Collected data:
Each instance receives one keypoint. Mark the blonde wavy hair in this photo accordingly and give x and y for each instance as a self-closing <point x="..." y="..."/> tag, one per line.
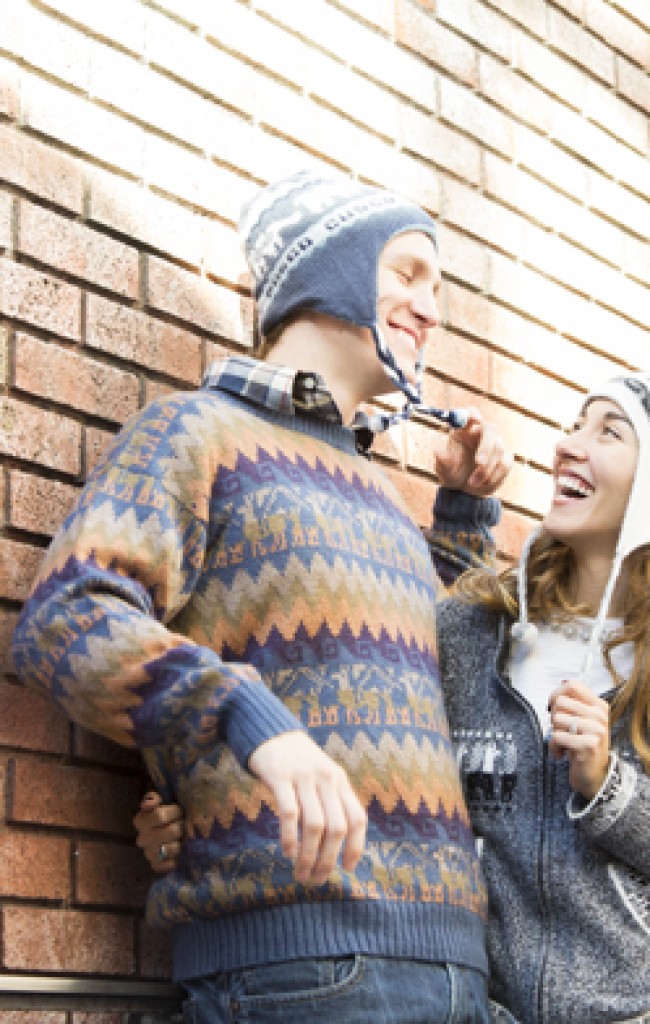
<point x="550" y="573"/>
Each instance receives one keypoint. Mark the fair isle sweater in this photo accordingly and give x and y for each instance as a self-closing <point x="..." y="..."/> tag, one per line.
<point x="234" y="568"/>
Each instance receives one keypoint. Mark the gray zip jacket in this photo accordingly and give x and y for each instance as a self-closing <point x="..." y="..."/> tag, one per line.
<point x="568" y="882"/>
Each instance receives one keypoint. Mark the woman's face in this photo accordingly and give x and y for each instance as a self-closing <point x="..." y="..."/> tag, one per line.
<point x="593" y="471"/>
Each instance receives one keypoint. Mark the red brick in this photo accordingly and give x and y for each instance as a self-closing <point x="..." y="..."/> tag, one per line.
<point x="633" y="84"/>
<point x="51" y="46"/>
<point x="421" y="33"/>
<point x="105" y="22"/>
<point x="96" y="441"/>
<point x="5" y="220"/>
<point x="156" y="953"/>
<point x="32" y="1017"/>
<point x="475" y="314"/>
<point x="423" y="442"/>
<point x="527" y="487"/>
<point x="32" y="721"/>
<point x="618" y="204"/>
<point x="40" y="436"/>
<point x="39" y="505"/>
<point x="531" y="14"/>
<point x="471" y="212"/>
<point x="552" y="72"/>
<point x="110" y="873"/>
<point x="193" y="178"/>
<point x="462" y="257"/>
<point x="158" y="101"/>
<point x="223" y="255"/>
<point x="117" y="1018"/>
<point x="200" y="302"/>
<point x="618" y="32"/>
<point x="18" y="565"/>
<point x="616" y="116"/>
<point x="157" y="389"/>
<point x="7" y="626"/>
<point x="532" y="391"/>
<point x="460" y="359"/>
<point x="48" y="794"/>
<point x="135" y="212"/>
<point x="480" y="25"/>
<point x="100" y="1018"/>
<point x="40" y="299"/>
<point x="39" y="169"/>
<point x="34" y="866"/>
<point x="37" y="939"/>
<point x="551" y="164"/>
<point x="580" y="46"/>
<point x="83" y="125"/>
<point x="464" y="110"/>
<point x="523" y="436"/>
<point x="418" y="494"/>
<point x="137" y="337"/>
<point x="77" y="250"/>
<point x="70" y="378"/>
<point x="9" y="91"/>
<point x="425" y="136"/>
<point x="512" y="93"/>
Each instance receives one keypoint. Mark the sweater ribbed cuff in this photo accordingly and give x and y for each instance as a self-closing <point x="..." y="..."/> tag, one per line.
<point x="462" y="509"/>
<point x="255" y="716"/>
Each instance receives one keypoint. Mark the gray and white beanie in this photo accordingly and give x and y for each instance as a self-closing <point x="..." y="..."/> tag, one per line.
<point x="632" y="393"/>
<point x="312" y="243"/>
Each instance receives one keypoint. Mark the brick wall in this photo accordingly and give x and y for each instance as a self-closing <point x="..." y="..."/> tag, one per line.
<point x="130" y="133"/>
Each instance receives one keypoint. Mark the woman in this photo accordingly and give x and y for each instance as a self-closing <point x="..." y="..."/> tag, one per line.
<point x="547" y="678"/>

_WHAT IS BEING ASKED_
Only the lines from the one containing "Each instance receives one keypoint. Mark the gray and" through the end of the material should be reproduced, exactly, with both ends included.

_FINAL RESULT_
Each instance receives one keypoint. Mark the gray and white beanie in this photo accordingly and give x and y for each instance as a self-closing <point x="..." y="..."/> tag, one per line.
<point x="632" y="393"/>
<point x="312" y="243"/>
Each instance receives one keypoint. Mark the brick wall in this photo accordingly and give x and y for each instance as a self-closing <point x="..." y="..."/> tag, one per line.
<point x="130" y="133"/>
Each instance receives one keypoint. Mark the woman in this photo accordingly and give x and y for each instance as a self-closing <point x="..." y="..."/> tag, one per line.
<point x="547" y="678"/>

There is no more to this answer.